Set problem = The entries below need to be written out exactly, with no pictures included.

Records for this task =

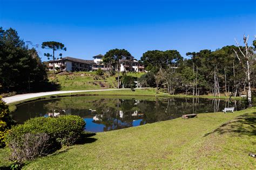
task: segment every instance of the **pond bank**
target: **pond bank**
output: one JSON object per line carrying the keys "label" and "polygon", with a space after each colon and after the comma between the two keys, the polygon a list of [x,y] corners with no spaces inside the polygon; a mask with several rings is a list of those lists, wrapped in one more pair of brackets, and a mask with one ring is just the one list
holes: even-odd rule
{"label": "pond bank", "polygon": [[[36,100],[43,100],[46,98],[52,98],[56,97],[68,97],[68,96],[86,96],[86,95],[112,95],[112,96],[152,96],[152,97],[200,97],[200,98],[219,98],[219,99],[228,99],[229,97],[226,97],[225,96],[221,96],[220,97],[216,97],[208,95],[201,95],[199,96],[186,96],[185,95],[170,95],[169,94],[166,94],[164,93],[159,92],[158,94],[156,94],[155,89],[154,88],[138,88],[135,89],[134,91],[132,91],[130,89],[106,89],[106,90],[84,90],[80,92],[75,92],[79,91],[73,91],[72,93],[66,93],[66,91],[52,91],[50,93],[55,93],[55,94],[51,94],[50,95],[47,95],[45,93],[37,93],[39,96],[35,97],[31,96],[29,96],[26,98],[23,98],[23,100],[16,98],[15,96],[13,96],[9,97],[13,97],[16,101],[14,102],[12,101],[12,103],[8,103],[9,105],[9,109],[11,112],[14,111],[16,110],[16,105],[29,102],[31,101],[35,101]],[[25,95],[25,94],[24,94]],[[30,95],[30,94],[27,94]],[[28,97],[29,98],[28,98]],[[4,98],[3,100],[6,100],[8,97]],[[231,99],[241,99],[240,97],[232,97]]]}

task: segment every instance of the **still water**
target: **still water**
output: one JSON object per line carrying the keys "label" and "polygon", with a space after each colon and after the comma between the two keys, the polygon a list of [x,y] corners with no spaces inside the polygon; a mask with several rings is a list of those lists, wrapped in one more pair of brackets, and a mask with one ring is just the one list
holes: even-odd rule
{"label": "still water", "polygon": [[[118,98],[119,97],[119,98]],[[22,124],[31,118],[74,115],[86,123],[85,130],[98,132],[137,126],[180,117],[184,114],[244,109],[241,101],[191,98],[87,96],[38,101],[21,104],[13,118]]]}

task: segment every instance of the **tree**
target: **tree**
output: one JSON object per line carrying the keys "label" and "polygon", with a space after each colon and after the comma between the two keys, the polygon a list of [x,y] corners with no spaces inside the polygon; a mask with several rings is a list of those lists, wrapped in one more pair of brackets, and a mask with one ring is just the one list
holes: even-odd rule
{"label": "tree", "polygon": [[[53,75],[55,76],[55,52],[56,51],[66,51],[66,48],[65,47],[65,45],[59,42],[56,41],[46,41],[43,42],[42,44],[42,48],[45,49],[52,49],[52,54],[50,54],[50,53],[44,53],[44,56],[46,56],[48,58],[48,60],[50,60],[50,58],[52,58],[53,64]],[[62,54],[60,53],[59,55],[61,57]]]}
{"label": "tree", "polygon": [[112,62],[117,68],[118,78],[117,88],[119,88],[120,60],[122,59],[130,60],[132,55],[126,49],[113,49],[106,53],[103,57],[103,62]]}
{"label": "tree", "polygon": [[125,74],[122,77],[122,83],[125,88],[132,88],[134,86],[134,80],[133,77],[127,75]]}
{"label": "tree", "polygon": [[11,28],[0,28],[0,84],[4,92],[30,91],[48,81],[45,68],[35,48],[29,49]]}
{"label": "tree", "polygon": [[[243,40],[244,44],[245,45],[245,51],[242,50],[242,48],[239,46],[239,43],[237,42],[237,40],[235,39],[235,43],[237,44],[239,52],[238,52],[236,50],[234,49],[234,52],[237,55],[238,60],[239,60],[240,63],[242,65],[244,70],[246,74],[247,81],[248,81],[248,91],[247,91],[247,100],[248,100],[248,105],[249,107],[252,106],[252,90],[251,87],[251,66],[253,62],[253,48],[251,46],[248,45],[248,39],[249,38],[249,36],[247,37],[245,35],[244,35]],[[254,44],[254,41],[253,44]],[[238,54],[240,54],[239,55]]]}

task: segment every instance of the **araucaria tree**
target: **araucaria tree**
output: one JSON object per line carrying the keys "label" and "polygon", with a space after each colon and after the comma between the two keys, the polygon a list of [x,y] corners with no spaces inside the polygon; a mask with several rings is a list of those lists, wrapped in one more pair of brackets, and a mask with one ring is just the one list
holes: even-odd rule
{"label": "araucaria tree", "polygon": [[119,73],[120,73],[120,60],[130,60],[132,55],[126,49],[113,49],[109,51],[104,55],[103,58],[103,62],[111,62],[114,63],[117,68],[118,77],[117,77],[117,88],[119,88]]}
{"label": "araucaria tree", "polygon": [[48,81],[36,49],[29,49],[15,30],[0,27],[0,91],[37,90]]}
{"label": "araucaria tree", "polygon": [[[55,76],[55,52],[56,51],[66,51],[66,48],[65,47],[65,45],[59,42],[56,41],[46,41],[43,42],[42,44],[42,48],[45,48],[45,49],[51,49],[52,50],[52,54],[50,54],[50,53],[44,53],[44,56],[46,56],[48,58],[48,60],[50,60],[50,58],[52,58],[53,60],[53,75]],[[60,53],[59,55],[61,57],[62,56],[62,54]]]}
{"label": "araucaria tree", "polygon": [[[239,52],[234,49],[233,50],[246,75],[246,79],[247,79],[248,82],[248,107],[252,107],[252,90],[251,88],[251,74],[252,68],[251,68],[251,66],[254,60],[253,59],[254,58],[253,48],[248,45],[248,38],[249,36],[246,37],[245,35],[244,35],[243,40],[245,46],[242,48],[239,46],[239,44],[235,39],[235,43],[238,47]],[[254,43],[254,41],[253,42]]]}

Output of the task =
task: segment every instance of the **pond bank**
target: **pond bank**
output: one JSON object per line carrying the keys "label" and "polygon", with a space after each colon and after the comma between the two keys, the polygon a list of [x,y] corners with no spaces inside the polygon; a mask with several rings is a list of those lists, wrapped in one more pair of brackets, and a mask with one ring is just the one list
holes: even-odd rule
{"label": "pond bank", "polygon": [[[36,100],[43,100],[46,98],[52,98],[56,97],[68,97],[68,96],[86,96],[86,95],[112,95],[112,96],[152,96],[152,97],[200,97],[200,98],[219,98],[219,99],[228,99],[229,97],[226,97],[225,96],[221,96],[220,97],[216,97],[208,95],[201,95],[199,96],[186,96],[185,95],[170,95],[169,94],[166,94],[164,93],[159,92],[158,94],[156,94],[155,89],[154,88],[138,88],[135,89],[134,91],[132,91],[130,89],[106,89],[106,90],[84,90],[80,92],[75,92],[79,91],[73,91],[72,93],[66,93],[66,91],[52,91],[50,93],[55,93],[55,94],[51,94],[50,95],[47,95],[45,93],[37,93],[39,96],[35,97],[31,96],[29,96],[26,98],[23,98],[23,100],[16,98],[15,96],[13,96],[9,97],[13,97],[16,101],[14,102],[12,101],[12,103],[8,103],[9,105],[9,109],[11,112],[14,111],[16,110],[16,105],[29,102],[31,101],[35,101]],[[25,95],[25,94],[24,94]],[[30,95],[30,94],[27,94]],[[28,97],[29,98],[28,98]],[[4,98],[3,100],[6,100],[8,97]],[[231,99],[241,99],[240,97],[232,97]]]}

task: segment every instance of the **still water**
target: **still water**
output: one JSON object per line carrying the keys "label" and "polygon", with a space after each colon and after the comma between the two keys, the polygon a list of [x,y] corners with no spaces inside the polygon; a mask with several rings is a list of those lists, wrapped in one more pair of brackets, and a mask with one ring is just the one list
holes: even-odd rule
{"label": "still water", "polygon": [[[118,98],[119,97],[119,98]],[[22,124],[31,118],[74,115],[86,123],[85,130],[98,132],[137,126],[180,117],[184,114],[244,109],[241,101],[191,98],[87,96],[38,101],[21,104],[13,118]]]}

task: segment every instance of the **tree**
target: **tree**
output: one JSON object per line carrying the keys "label" and "polygon", with a space after each colon and after the comma between the two keys, the polygon a list of [x,y] corners with no spaces inside the polygon; a mask with several rings is a list of those lists, wrapped in one more pair of brackets, and a mask with one ring is just the one list
holes: even-odd rule
{"label": "tree", "polygon": [[[53,75],[55,76],[55,52],[56,51],[66,51],[66,48],[65,47],[65,45],[59,42],[56,41],[46,41],[43,42],[42,44],[42,48],[45,49],[52,49],[52,54],[50,54],[50,53],[44,53],[44,56],[46,56],[48,58],[48,60],[50,60],[50,58],[52,58],[53,64]],[[62,54],[60,53],[59,55],[61,57]]]}
{"label": "tree", "polygon": [[112,62],[117,68],[118,78],[117,88],[119,88],[120,60],[122,59],[130,60],[132,55],[126,49],[113,49],[106,53],[103,57],[103,62]]}
{"label": "tree", "polygon": [[125,74],[122,77],[122,83],[125,88],[132,88],[134,86],[134,80],[133,77],[127,75]]}
{"label": "tree", "polygon": [[11,28],[0,28],[0,84],[4,92],[30,91],[48,81],[45,68],[35,48],[29,49]]}
{"label": "tree", "polygon": [[[243,40],[244,44],[245,45],[245,51],[242,50],[242,48],[239,46],[239,43],[237,42],[237,40],[235,39],[235,43],[237,44],[239,52],[238,52],[236,50],[234,49],[234,52],[237,55],[238,60],[239,60],[240,63],[242,65],[244,70],[246,74],[247,81],[248,81],[248,91],[247,91],[247,100],[248,100],[248,105],[249,107],[252,106],[252,90],[251,87],[251,66],[253,62],[253,48],[251,46],[248,45],[248,39],[249,38],[249,36],[247,37],[245,35],[244,35]],[[254,44],[254,41],[253,44]],[[238,54],[240,54],[239,55]]]}

task: segment every instance of the **araucaria tree**
target: **araucaria tree**
output: one JSON object per line carrying the keys "label" and "polygon", with a space after each colon and after the comma between the two keys, the polygon a list of [x,y] corners with no spaces inside the polygon; a mask with several rings is a list of those lists, wrapped in one more pair of brackets, and a mask with one ring is just the one list
holes: even-odd rule
{"label": "araucaria tree", "polygon": [[119,73],[120,73],[120,60],[130,60],[132,55],[126,49],[113,49],[109,51],[104,55],[103,58],[103,62],[111,62],[114,63],[117,68],[118,77],[117,77],[117,88],[119,88]]}
{"label": "araucaria tree", "polygon": [[48,81],[36,49],[29,49],[15,30],[0,27],[0,91],[37,90]]}
{"label": "araucaria tree", "polygon": [[[55,76],[55,52],[56,51],[66,51],[66,48],[65,47],[65,45],[59,42],[56,41],[46,41],[43,42],[42,44],[42,48],[45,48],[45,49],[51,49],[52,50],[52,54],[50,54],[50,53],[44,53],[44,56],[46,56],[48,58],[48,60],[50,60],[50,58],[52,58],[53,60],[53,75]],[[60,53],[59,55],[61,57],[62,56],[62,54]]]}
{"label": "araucaria tree", "polygon": [[[239,52],[234,49],[233,50],[246,75],[246,79],[247,79],[248,82],[248,107],[252,107],[252,90],[251,88],[251,74],[252,68],[251,68],[251,66],[254,60],[253,59],[254,58],[253,48],[248,45],[248,38],[249,36],[246,37],[245,35],[244,35],[243,40],[245,46],[242,48],[239,46],[239,44],[235,39],[235,43],[238,47]],[[254,43],[254,41],[253,42]]]}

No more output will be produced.